▸ SHORT EXERCISE: From the entries below, keep only the lines that contain the string "white" and copy each one out.
**** PROVIDED DATA
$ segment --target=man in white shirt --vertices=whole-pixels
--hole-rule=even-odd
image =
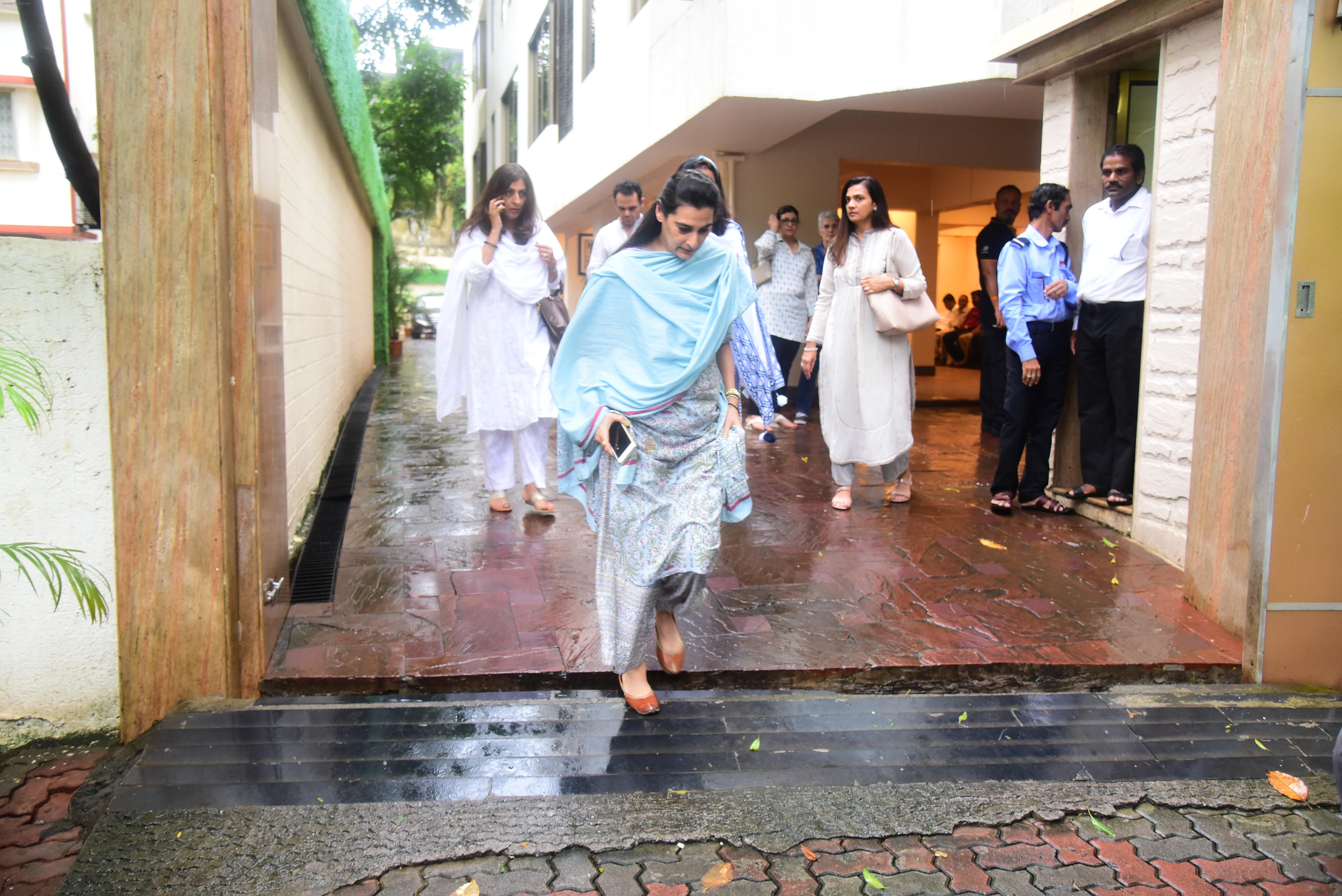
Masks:
[[[1104,199],[1082,219],[1086,251],[1072,354],[1083,484],[1068,496],[1103,495],[1110,507],[1126,507],[1133,503],[1150,258],[1151,194],[1142,186],[1146,154],[1130,144],[1111,146],[1100,161],[1100,176]]]
[[[596,271],[605,260],[620,251],[620,247],[633,236],[635,228],[643,221],[643,188],[635,181],[620,181],[615,185],[615,213],[619,216],[592,239],[592,258],[586,272]]]

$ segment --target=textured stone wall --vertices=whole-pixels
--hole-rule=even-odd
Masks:
[[[1040,184],[1067,184],[1067,173],[1072,164],[1075,86],[1076,76],[1070,74],[1044,85],[1044,123],[1039,146]]]
[[[1133,537],[1184,565],[1221,13],[1165,36]]]
[[[107,578],[111,605],[102,290],[99,243],[0,237],[0,329],[47,365],[54,392],[38,432],[30,432],[8,402],[0,417],[0,542],[85,551],[85,562]],[[9,561],[0,559],[0,750],[115,728],[117,720],[114,617],[90,622],[68,592],[52,612],[48,593],[34,594]]]
[[[289,38],[279,42],[289,533],[373,369],[373,233]]]

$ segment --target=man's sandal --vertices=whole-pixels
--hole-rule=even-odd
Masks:
[[[554,515],[554,504],[552,504],[550,499],[542,495],[539,490],[537,490],[530,498],[523,498],[522,500],[530,504],[531,510],[537,514]]]
[[[1055,516],[1066,516],[1072,512],[1072,508],[1067,504],[1062,504],[1052,498],[1037,498],[1028,504],[1021,504],[1023,510],[1032,510],[1036,514],[1053,514]]]

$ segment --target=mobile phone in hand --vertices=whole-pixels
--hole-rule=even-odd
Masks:
[[[615,452],[616,461],[621,464],[633,456],[633,436],[621,420],[611,424],[611,451]]]

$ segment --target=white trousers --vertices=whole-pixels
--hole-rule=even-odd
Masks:
[[[480,429],[480,447],[484,448],[484,487],[490,491],[503,491],[517,484],[517,468],[513,463],[515,435],[522,455],[522,482],[545,488],[545,448],[553,423],[553,417],[546,417],[517,431]]]

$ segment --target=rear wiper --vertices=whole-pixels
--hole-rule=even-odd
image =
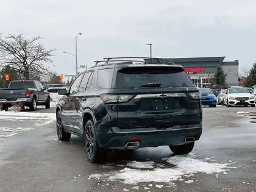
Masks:
[[[142,85],[140,87],[160,87],[161,86],[162,84],[160,83],[149,83],[148,84],[146,85]]]

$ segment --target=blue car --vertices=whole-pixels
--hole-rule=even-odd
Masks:
[[[208,105],[209,107],[216,107],[217,102],[215,95],[210,88],[199,88],[201,93],[202,105]]]

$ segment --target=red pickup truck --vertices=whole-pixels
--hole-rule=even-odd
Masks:
[[[1,110],[7,111],[13,103],[22,102],[32,111],[37,105],[50,108],[49,93],[44,91],[42,84],[34,80],[20,80],[10,82],[8,88],[0,88]]]

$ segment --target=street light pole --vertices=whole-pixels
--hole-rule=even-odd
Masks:
[[[150,57],[152,57],[152,43],[147,43],[146,45],[150,45]]]
[[[79,33],[76,37],[76,76],[77,76],[77,37],[82,35],[82,33]]]

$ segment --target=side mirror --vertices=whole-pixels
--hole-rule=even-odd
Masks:
[[[58,91],[58,94],[60,95],[66,95],[66,90],[65,88],[60,88]]]

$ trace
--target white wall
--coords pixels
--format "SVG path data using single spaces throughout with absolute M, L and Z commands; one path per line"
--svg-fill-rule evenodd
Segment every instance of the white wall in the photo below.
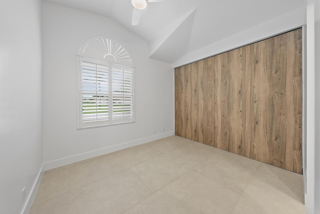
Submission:
M 1 214 L 28 212 L 42 170 L 40 5 L 2 0 L 0 6 Z
M 170 64 L 149 58 L 148 44 L 110 18 L 46 2 L 42 12 L 45 170 L 174 134 Z M 99 34 L 118 40 L 132 56 L 136 122 L 77 130 L 76 51 Z
M 314 213 L 314 5 L 306 5 L 306 188 L 304 204 L 306 214 Z
M 320 213 L 320 2 L 314 1 L 315 42 L 315 132 L 314 212 Z

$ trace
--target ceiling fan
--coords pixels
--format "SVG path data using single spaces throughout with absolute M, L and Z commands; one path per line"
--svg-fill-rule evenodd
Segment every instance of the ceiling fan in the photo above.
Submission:
M 131 4 L 134 6 L 134 11 L 132 13 L 132 25 L 137 26 L 139 24 L 142 10 L 146 9 L 148 3 L 166 0 L 131 0 Z

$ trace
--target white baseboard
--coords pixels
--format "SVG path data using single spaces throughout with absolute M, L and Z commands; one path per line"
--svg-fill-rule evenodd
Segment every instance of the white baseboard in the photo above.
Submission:
M 36 197 L 36 192 L 38 190 L 38 188 L 39 188 L 39 186 L 40 185 L 40 182 L 41 182 L 43 176 L 44 164 L 42 164 L 41 166 L 41 168 L 40 169 L 40 171 L 36 177 L 36 179 L 34 181 L 34 185 L 32 186 L 31 191 L 30 191 L 30 193 L 28 195 L 26 200 L 26 202 L 24 203 L 22 208 L 21 214 L 28 214 L 30 212 L 32 203 L 34 202 L 34 197 Z
M 135 146 L 140 145 L 146 142 L 150 142 L 153 140 L 161 139 L 162 138 L 166 138 L 168 136 L 172 136 L 174 135 L 174 132 L 170 132 L 160 134 L 158 134 L 150 137 L 142 139 L 127 142 L 118 145 L 112 146 L 107 147 L 106 148 L 102 148 L 94 151 L 89 152 L 88 152 L 83 153 L 50 162 L 47 162 L 44 164 L 44 171 L 52 170 L 68 164 L 73 164 L 74 162 L 84 160 L 96 157 L 108 153 L 113 152 L 114 152 L 118 151 L 119 150 Z
M 314 209 L 306 206 L 306 214 L 314 214 Z

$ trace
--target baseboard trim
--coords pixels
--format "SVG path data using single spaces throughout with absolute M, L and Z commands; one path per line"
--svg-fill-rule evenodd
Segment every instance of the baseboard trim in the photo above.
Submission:
M 306 206 L 306 214 L 314 214 L 313 208 Z
M 30 191 L 30 193 L 26 198 L 26 202 L 24 206 L 21 214 L 28 214 L 30 212 L 31 206 L 32 206 L 32 204 L 34 202 L 34 200 L 36 197 L 36 192 L 38 190 L 38 188 L 40 185 L 40 182 L 41 182 L 41 180 L 42 180 L 42 177 L 44 176 L 44 164 L 42 164 L 41 168 L 40 168 L 40 170 L 36 177 L 36 179 L 34 181 L 34 183 L 32 186 L 31 191 Z
M 44 171 L 174 135 L 174 132 L 152 136 L 44 164 Z

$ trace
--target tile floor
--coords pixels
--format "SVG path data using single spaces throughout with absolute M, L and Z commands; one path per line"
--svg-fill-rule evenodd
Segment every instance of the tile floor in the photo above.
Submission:
M 304 214 L 302 176 L 172 136 L 44 172 L 30 214 Z

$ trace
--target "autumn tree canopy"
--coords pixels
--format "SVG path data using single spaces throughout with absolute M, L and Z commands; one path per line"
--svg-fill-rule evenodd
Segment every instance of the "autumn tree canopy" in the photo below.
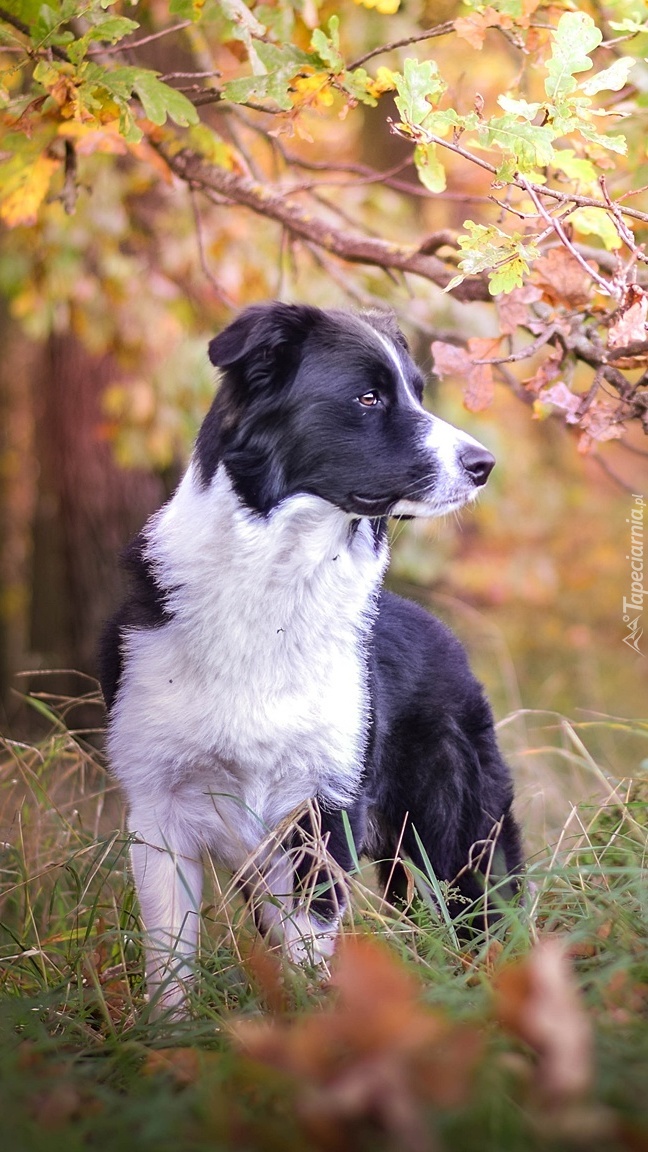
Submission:
M 500 379 L 582 452 L 632 440 L 647 17 L 641 0 L 8 0 L 0 290 L 32 335 L 116 357 L 106 434 L 129 462 L 166 462 L 193 427 L 191 336 L 274 295 L 389 303 L 468 408 Z

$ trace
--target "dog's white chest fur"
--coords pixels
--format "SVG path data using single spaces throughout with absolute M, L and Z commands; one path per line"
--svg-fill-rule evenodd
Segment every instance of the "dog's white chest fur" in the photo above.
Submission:
M 148 555 L 172 619 L 126 638 L 110 755 L 131 803 L 239 866 L 302 801 L 348 803 L 368 721 L 366 635 L 386 563 L 370 524 L 299 495 L 268 518 L 194 465 Z

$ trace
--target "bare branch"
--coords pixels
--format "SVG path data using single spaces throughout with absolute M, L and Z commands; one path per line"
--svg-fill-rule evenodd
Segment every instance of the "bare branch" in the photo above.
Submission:
M 163 36 L 171 36 L 173 32 L 181 32 L 183 28 L 190 28 L 193 23 L 193 20 L 181 20 L 178 24 L 172 24 L 171 28 L 163 28 L 161 32 L 151 32 L 150 36 L 143 36 L 140 40 L 121 40 L 119 44 L 113 45 L 112 48 L 91 48 L 86 55 L 112 56 L 118 52 L 141 48 L 143 44 L 151 44 L 152 40 L 159 40 Z
M 159 147 L 159 145 L 158 145 Z M 329 221 L 291 200 L 284 189 L 261 184 L 257 181 L 224 168 L 206 165 L 194 152 L 183 151 L 169 156 L 161 147 L 172 172 L 189 187 L 205 194 L 218 194 L 241 204 L 270 220 L 276 220 L 294 236 L 341 257 L 351 264 L 368 264 L 387 272 L 410 272 L 445 288 L 454 270 L 449 268 L 436 256 L 425 256 L 413 244 L 390 243 L 361 232 L 342 232 Z M 484 280 L 468 278 L 453 289 L 458 300 L 489 300 Z
M 424 32 L 416 32 L 415 36 L 405 36 L 400 40 L 392 40 L 391 44 L 383 44 L 379 48 L 371 48 L 371 52 L 366 52 L 364 55 L 357 56 L 356 60 L 352 60 L 347 65 L 347 70 L 353 71 L 354 68 L 360 68 L 361 65 L 367 63 L 374 56 L 380 56 L 385 52 L 393 52 L 394 48 L 405 48 L 408 44 L 419 44 L 421 40 L 432 40 L 437 36 L 447 36 L 449 32 L 454 31 L 454 22 L 452 20 L 446 20 L 443 24 L 437 24 L 435 28 L 428 28 Z
M 565 245 L 565 248 L 567 249 L 567 251 L 571 252 L 571 255 L 574 257 L 574 259 L 578 260 L 578 263 L 580 264 L 580 266 L 583 270 L 583 272 L 587 272 L 587 275 L 590 276 L 594 280 L 594 282 L 598 285 L 598 287 L 601 288 L 601 290 L 604 291 L 606 296 L 611 296 L 612 298 L 615 298 L 616 296 L 618 296 L 619 291 L 615 287 L 615 285 L 612 285 L 609 280 L 605 280 L 604 276 L 600 275 L 598 272 L 596 272 L 595 268 L 593 268 L 592 265 L 587 263 L 587 260 L 583 260 L 583 258 L 580 255 L 578 248 L 575 248 L 574 244 L 572 244 L 570 237 L 567 236 L 567 234 L 566 234 L 565 229 L 563 228 L 563 225 L 560 223 L 560 221 L 558 220 L 558 218 L 557 217 L 552 217 L 552 215 L 549 214 L 549 212 L 544 207 L 544 204 L 542 203 L 540 196 L 535 191 L 534 187 L 526 179 L 526 176 L 519 176 L 518 179 L 521 181 L 522 187 L 527 189 L 527 191 L 528 191 L 532 200 L 534 202 L 537 211 L 544 217 L 544 219 L 547 220 L 547 222 L 553 228 L 553 232 L 556 233 L 556 235 L 559 237 L 559 240 Z

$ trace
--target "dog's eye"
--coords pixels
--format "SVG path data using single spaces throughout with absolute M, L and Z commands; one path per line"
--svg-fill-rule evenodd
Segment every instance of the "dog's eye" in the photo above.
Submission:
M 380 397 L 375 388 L 372 388 L 371 392 L 363 392 L 362 395 L 357 397 L 357 400 L 359 403 L 363 406 L 363 408 L 375 408 L 376 404 L 380 403 Z

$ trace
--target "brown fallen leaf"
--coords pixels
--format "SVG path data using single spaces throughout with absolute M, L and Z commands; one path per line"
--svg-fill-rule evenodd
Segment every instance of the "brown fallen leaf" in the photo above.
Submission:
M 628 348 L 645 343 L 648 338 L 647 317 L 648 296 L 639 285 L 628 285 L 619 314 L 608 333 L 608 347 Z
M 592 268 L 596 271 L 593 262 Z M 585 308 L 593 296 L 594 283 L 585 268 L 566 248 L 551 248 L 533 266 L 533 282 L 542 289 L 549 304 Z
M 582 1097 L 593 1075 L 592 1029 L 565 953 L 562 940 L 541 940 L 495 982 L 496 1015 L 537 1053 L 537 1086 L 553 1104 Z
M 342 941 L 332 985 L 338 998 L 327 1011 L 241 1021 L 235 1041 L 292 1077 L 316 1147 L 353 1149 L 357 1126 L 369 1122 L 404 1152 L 429 1152 L 423 1106 L 466 1098 L 480 1033 L 427 1007 L 416 977 L 374 939 Z
M 513 291 L 502 293 L 496 297 L 499 331 L 505 336 L 512 336 L 517 328 L 529 319 L 529 304 L 541 300 L 542 289 L 536 285 L 523 285 Z
M 166 1073 L 181 1087 L 194 1084 L 201 1071 L 201 1054 L 196 1048 L 153 1048 L 146 1053 L 144 1076 Z
M 435 371 L 439 376 L 457 376 L 464 379 L 464 403 L 470 412 L 482 411 L 492 401 L 495 393 L 492 364 L 476 362 L 497 356 L 499 342 L 499 336 L 472 336 L 467 349 L 447 344 L 442 340 L 432 342 Z

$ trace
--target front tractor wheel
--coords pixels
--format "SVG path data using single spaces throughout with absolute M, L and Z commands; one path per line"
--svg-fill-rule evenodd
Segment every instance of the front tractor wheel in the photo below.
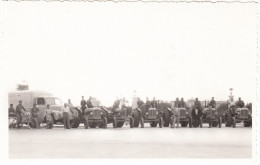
********
▸ EXPECTED ANSWER:
$ segment --target=man in white shirt --vertices=whole-pixels
$ segment --target=white trousers --vertices=whole-pixels
--target white wall
Segment every instance of the white wall in the photo below.
--target white baseboard
Segment every instance of the white baseboard in the photo above.
--target "dog's white chest fur"
Segment every instance of the "dog's white chest fur" in the photo above.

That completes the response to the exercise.